Article:
########################################

Rendering of infinite changeable game universe based on the ray tracing method. An ideal 3D engine for multiplayer RPG

Introduction

In this article we will analyze a traditional technology of rendering of game worlds based on the triangle rendering method with the z-buffer. We will speak about its weaknesses and an alternative technology based on the backway ray tracing method.

The VirtualRay graphics engine is an example of the non-traditional 3D technology for computer games. The engine can potentially draw infinite 3D game universes which can be changed arbitrary in a real time mode.

The engine is based on the backway ray tracing method which is completely different from those used in modern games of polygonal algorithms. The rendering mechanism differs sharply from those which are realized in the modern accelerators of game graphics.

This article continues "Real-Time Ray Tracing Optimization. SSE Optimization", and since that time the VirtualRay engine improved. Last time we spoke mostly of optimization of graphics applications for SSE, and now we will speak about the 3D theory.

Analyses of the traditional technology

Almost all modern 3D game engines render a scene by drawing textured triangles using a z-buffer. There is a game world and it is presented with triangles. A scene of triangles is sent into the accelerator which renders it. But if there are too many triangles in a scene, none of accelerators will be able to handle it. Hence various optimization methods. The most popular are the following: preliminary determination of the PVS (Potential Visibility Set) - the engine determines which triangles and in which positions are seen.

After that triangles which form the scene are sorted over with the help of the BSP tree (Binary Space Partitioning). This tree helps to sort triangles very quickly according to a position of a viewer in course of drawing of a certain level. It optimizes rendering of polygons considerably. At the same time, it's a quite tough problem to build the BSP tree.

Another method consists in using portals. For a certain level it's necessary to determine positions of doors, windows, passages between rooms. This is used for clipping of hidden surfaces. Objects which are not located in the same room with the viewer are checked for visibility before rendering through the portals.

########################################

Set problem 1:
In the ray tracing article, what does the abbreviation BSP stand for?

(Stored data entries)
########################################

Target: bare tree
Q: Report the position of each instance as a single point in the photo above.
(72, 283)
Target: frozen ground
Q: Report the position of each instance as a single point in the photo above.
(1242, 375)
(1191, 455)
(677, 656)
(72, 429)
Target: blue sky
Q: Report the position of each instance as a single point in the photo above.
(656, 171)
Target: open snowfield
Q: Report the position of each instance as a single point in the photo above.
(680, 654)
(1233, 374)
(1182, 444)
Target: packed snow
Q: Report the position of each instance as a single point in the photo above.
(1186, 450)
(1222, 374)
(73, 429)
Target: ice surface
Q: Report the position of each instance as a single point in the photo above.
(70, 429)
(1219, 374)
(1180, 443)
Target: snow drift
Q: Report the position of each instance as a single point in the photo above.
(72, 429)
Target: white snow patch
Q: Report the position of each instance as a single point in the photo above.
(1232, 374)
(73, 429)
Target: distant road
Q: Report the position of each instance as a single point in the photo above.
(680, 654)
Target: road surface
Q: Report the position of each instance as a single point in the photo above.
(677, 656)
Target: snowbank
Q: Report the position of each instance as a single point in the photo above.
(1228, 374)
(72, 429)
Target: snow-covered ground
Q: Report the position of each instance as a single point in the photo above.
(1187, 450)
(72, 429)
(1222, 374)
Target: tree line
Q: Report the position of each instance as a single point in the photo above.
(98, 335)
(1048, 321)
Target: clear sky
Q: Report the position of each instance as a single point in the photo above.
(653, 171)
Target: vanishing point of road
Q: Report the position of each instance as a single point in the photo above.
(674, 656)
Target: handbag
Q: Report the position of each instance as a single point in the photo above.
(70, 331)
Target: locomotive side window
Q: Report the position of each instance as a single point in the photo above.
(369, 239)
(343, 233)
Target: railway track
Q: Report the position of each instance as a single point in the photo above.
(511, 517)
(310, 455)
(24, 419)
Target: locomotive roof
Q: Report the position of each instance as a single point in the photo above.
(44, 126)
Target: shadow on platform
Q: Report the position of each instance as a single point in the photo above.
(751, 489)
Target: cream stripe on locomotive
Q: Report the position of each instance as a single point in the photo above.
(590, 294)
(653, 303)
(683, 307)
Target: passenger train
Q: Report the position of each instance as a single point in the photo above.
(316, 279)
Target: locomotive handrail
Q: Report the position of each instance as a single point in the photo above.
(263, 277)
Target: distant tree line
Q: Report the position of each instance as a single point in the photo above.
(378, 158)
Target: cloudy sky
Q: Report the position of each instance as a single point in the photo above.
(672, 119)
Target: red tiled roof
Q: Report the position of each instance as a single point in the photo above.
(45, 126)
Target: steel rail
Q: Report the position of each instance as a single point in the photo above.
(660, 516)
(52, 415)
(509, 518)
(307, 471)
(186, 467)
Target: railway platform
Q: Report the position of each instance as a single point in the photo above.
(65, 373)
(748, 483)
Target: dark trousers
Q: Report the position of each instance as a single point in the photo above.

########################################

Set problem 2:
How many lines in the rows above contain the string "roof"? Case counts, so give only the number.

Worked answer 1:
Binary Space Partitioning

Worked answer 2:
2